* _Exercise directions_:
Drop every picture, then repeat the records exactly.

--- START ---

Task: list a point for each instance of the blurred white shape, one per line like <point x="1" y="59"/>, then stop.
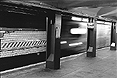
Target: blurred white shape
<point x="113" y="44"/>
<point x="108" y="23"/>
<point x="78" y="31"/>
<point x="76" y="18"/>
<point x="75" y="44"/>
<point x="63" y="42"/>
<point x="85" y="19"/>
<point x="101" y="22"/>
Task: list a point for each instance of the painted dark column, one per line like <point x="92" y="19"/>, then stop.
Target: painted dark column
<point x="91" y="37"/>
<point x="1" y="36"/>
<point x="113" y="36"/>
<point x="53" y="41"/>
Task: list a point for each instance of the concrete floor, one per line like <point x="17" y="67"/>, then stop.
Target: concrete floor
<point x="102" y="66"/>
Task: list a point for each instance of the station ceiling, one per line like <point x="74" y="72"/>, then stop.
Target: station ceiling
<point x="90" y="7"/>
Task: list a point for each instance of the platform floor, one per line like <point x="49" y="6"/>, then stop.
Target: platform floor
<point x="102" y="66"/>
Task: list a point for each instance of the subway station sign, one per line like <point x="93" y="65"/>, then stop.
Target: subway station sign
<point x="90" y="25"/>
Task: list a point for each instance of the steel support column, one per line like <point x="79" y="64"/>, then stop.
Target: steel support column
<point x="53" y="41"/>
<point x="113" y="37"/>
<point x="91" y="37"/>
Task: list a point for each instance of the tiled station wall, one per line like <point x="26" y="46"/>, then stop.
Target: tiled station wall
<point x="22" y="43"/>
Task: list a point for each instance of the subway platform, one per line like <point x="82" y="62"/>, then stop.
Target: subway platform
<point x="104" y="65"/>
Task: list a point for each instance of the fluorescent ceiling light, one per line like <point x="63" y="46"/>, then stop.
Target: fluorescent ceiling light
<point x="75" y="44"/>
<point x="85" y="19"/>
<point x="78" y="31"/>
<point x="76" y="18"/>
<point x="63" y="42"/>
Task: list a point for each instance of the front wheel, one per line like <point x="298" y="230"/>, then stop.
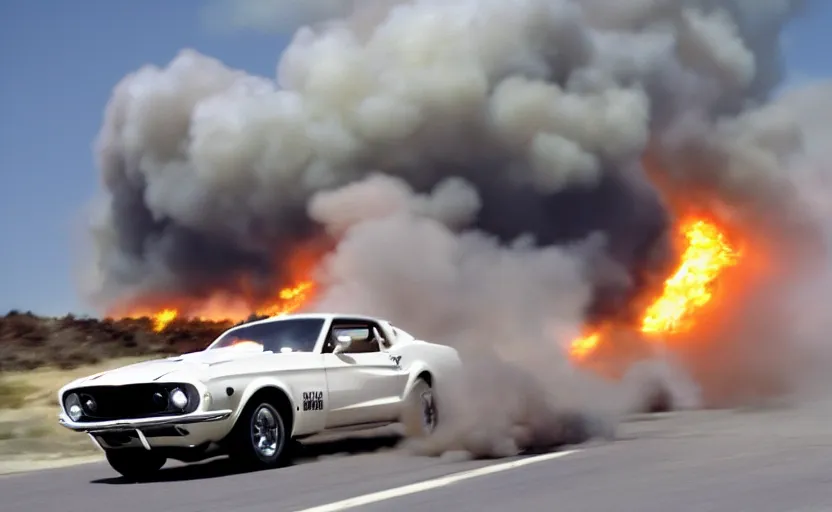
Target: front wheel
<point x="259" y="437"/>
<point x="135" y="464"/>
<point x="420" y="415"/>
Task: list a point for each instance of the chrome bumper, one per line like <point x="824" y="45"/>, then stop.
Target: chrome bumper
<point x="121" y="425"/>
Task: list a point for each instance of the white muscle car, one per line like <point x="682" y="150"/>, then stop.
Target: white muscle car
<point x="258" y="387"/>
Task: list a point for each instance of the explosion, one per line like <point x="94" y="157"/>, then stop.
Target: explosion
<point x="477" y="169"/>
<point x="707" y="254"/>
<point x="288" y="300"/>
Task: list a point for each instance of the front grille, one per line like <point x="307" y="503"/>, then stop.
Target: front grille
<point x="132" y="401"/>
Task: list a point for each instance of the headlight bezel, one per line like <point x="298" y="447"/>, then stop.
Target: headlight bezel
<point x="73" y="407"/>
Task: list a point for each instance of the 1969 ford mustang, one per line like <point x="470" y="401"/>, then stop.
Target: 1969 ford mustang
<point x="258" y="387"/>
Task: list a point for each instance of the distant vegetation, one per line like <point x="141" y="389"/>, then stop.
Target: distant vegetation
<point x="28" y="341"/>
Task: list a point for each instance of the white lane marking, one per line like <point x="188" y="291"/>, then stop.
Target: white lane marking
<point x="433" y="484"/>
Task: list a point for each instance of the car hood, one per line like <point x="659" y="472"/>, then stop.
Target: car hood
<point x="196" y="364"/>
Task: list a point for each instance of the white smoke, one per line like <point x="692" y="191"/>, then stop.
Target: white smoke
<point x="479" y="164"/>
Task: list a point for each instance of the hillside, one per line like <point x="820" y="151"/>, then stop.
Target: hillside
<point x="28" y="341"/>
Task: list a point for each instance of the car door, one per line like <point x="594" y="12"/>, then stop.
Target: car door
<point x="364" y="383"/>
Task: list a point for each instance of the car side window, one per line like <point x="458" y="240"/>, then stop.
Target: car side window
<point x="365" y="336"/>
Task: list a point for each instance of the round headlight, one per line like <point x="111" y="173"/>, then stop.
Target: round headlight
<point x="178" y="398"/>
<point x="73" y="407"/>
<point x="89" y="405"/>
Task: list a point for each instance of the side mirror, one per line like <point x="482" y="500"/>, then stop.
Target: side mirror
<point x="343" y="343"/>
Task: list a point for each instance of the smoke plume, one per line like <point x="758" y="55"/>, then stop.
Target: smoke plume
<point x="493" y="174"/>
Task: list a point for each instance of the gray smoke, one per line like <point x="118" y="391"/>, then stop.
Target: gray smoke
<point x="478" y="166"/>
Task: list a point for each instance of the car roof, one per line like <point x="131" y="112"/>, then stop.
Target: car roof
<point x="321" y="316"/>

--- END ---

* _Output for this exercise_:
Task: list a point for each instance of the blurred white shape, one per line like <point x="1" y="59"/>, then stop.
Target: blurred white shape
<point x="113" y="44"/>
<point x="108" y="23"/>
<point x="78" y="31"/>
<point x="76" y="18"/>
<point x="75" y="44"/>
<point x="63" y="42"/>
<point x="85" y="19"/>
<point x="101" y="22"/>
Task: list a point for each instance of the painted dark column, one per line like <point x="92" y="19"/>, then stop.
Target: painted dark column
<point x="91" y="37"/>
<point x="1" y="36"/>
<point x="113" y="36"/>
<point x="53" y="41"/>
Task: list a point for each instance of the concrete floor, one per line like <point x="17" y="67"/>, then stop.
Target: concrete floor
<point x="102" y="66"/>
Task: list a point for each instance of the station ceiling, one per line like <point x="74" y="72"/>, then stop.
Target: station ceiling
<point x="90" y="7"/>
Task: list a point for each instance of the platform floor, one per line like <point x="49" y="6"/>, then stop.
Target: platform floor
<point x="102" y="66"/>
Task: list a point for each instance of the subway station sign, one per line like <point x="93" y="65"/>, then stop.
Target: subway station sign
<point x="90" y="25"/>
Task: list a point for each instance of the steel support column, one per line like <point x="79" y="64"/>, then stop.
Target: steel support column
<point x="53" y="41"/>
<point x="113" y="37"/>
<point x="91" y="37"/>
Task: list a point for each instance of the tiled station wall, one per line like <point x="26" y="46"/>, then stop.
Target: tiled station wall
<point x="22" y="43"/>
Task: list a point for each instance of the subway platform, one per line like <point x="82" y="62"/>, then stop.
Target: subway platform
<point x="104" y="65"/>
Task: list a point for each instance of the fluorescent ceiling light, one per line like <point x="63" y="46"/>, then stop.
Target: fluorescent ceiling light
<point x="75" y="44"/>
<point x="85" y="19"/>
<point x="78" y="31"/>
<point x="76" y="18"/>
<point x="63" y="42"/>
Task: list a point for each instance of the front wheel, one per line like <point x="298" y="230"/>, then stop.
Target: front wheel
<point x="259" y="437"/>
<point x="135" y="464"/>
<point x="420" y="415"/>
Task: list a point for each instance of the chrome bumper, one per line like <point x="824" y="45"/>, then stop.
Target: chrome bumper
<point x="121" y="425"/>
Task: list a point for each instance of the white muscle car, one per line like <point x="682" y="150"/>, then stop.
Target: white muscle car
<point x="258" y="387"/>
Task: list a point for each instance of the explosion, one per line like <point x="94" y="157"/>, then stop.
Target: explosion
<point x="477" y="169"/>
<point x="707" y="254"/>
<point x="288" y="300"/>
Task: list a point for each instance of the front grille, one per line like <point x="307" y="503"/>, then stop.
Target: front grille
<point x="132" y="401"/>
Task: list a point for each instance of the headlight bezel, one per line like <point x="298" y="447"/>, then stop.
Target: headlight bezel
<point x="73" y="407"/>
Task: list a point for each instance of the 1969 ford mustang, one per line like <point x="470" y="401"/>, then stop.
Target: 1969 ford mustang
<point x="258" y="387"/>
Task: list a point for each instance of the distant vegetation, one per line like <point x="141" y="389"/>, then stop.
Target: distant vegetation
<point x="28" y="341"/>
Task: list a point for each instance of the white lane marking, one per line like <point x="188" y="291"/>, then stop.
Target: white lane marking
<point x="433" y="484"/>
Task: list a point for each instance of the car hood, one per line like <point x="659" y="472"/>, then stop.
Target: car hood
<point x="196" y="364"/>
Task: list a point for each instance of the white smoke, one per line like <point x="692" y="191"/>, then stop.
Target: white smoke
<point x="479" y="164"/>
Task: list a point for each instance of the hillside, one per line like <point x="820" y="151"/>, then stop.
Target: hillside
<point x="28" y="341"/>
Task: list a point for each instance of the car door, one per line like <point x="594" y="12"/>, then stop.
Target: car door
<point x="364" y="383"/>
Task: list a point for each instance of the car side window, one per line like <point x="458" y="240"/>, then stop.
Target: car side window
<point x="365" y="336"/>
Task: list a point for each instance of the round headlight, one per line like <point x="111" y="173"/>, then stop.
Target: round headlight
<point x="178" y="398"/>
<point x="73" y="407"/>
<point x="89" y="405"/>
Task: list a point for each instance of the side mirror, one per line like <point x="482" y="500"/>, then stop.
Target: side mirror
<point x="343" y="343"/>
Task: list a point for each instance of the smoke plume, one per line like <point x="758" y="55"/>, then stop.
Target: smoke plume
<point x="493" y="174"/>
Task: list a point for each instance of the gray smoke, one per line like <point x="118" y="391"/>, then stop.
Target: gray smoke
<point x="478" y="166"/>
Task: list a point for each instance of the car roof, one per line like <point x="131" y="112"/>, then stop.
Target: car roof
<point x="321" y="316"/>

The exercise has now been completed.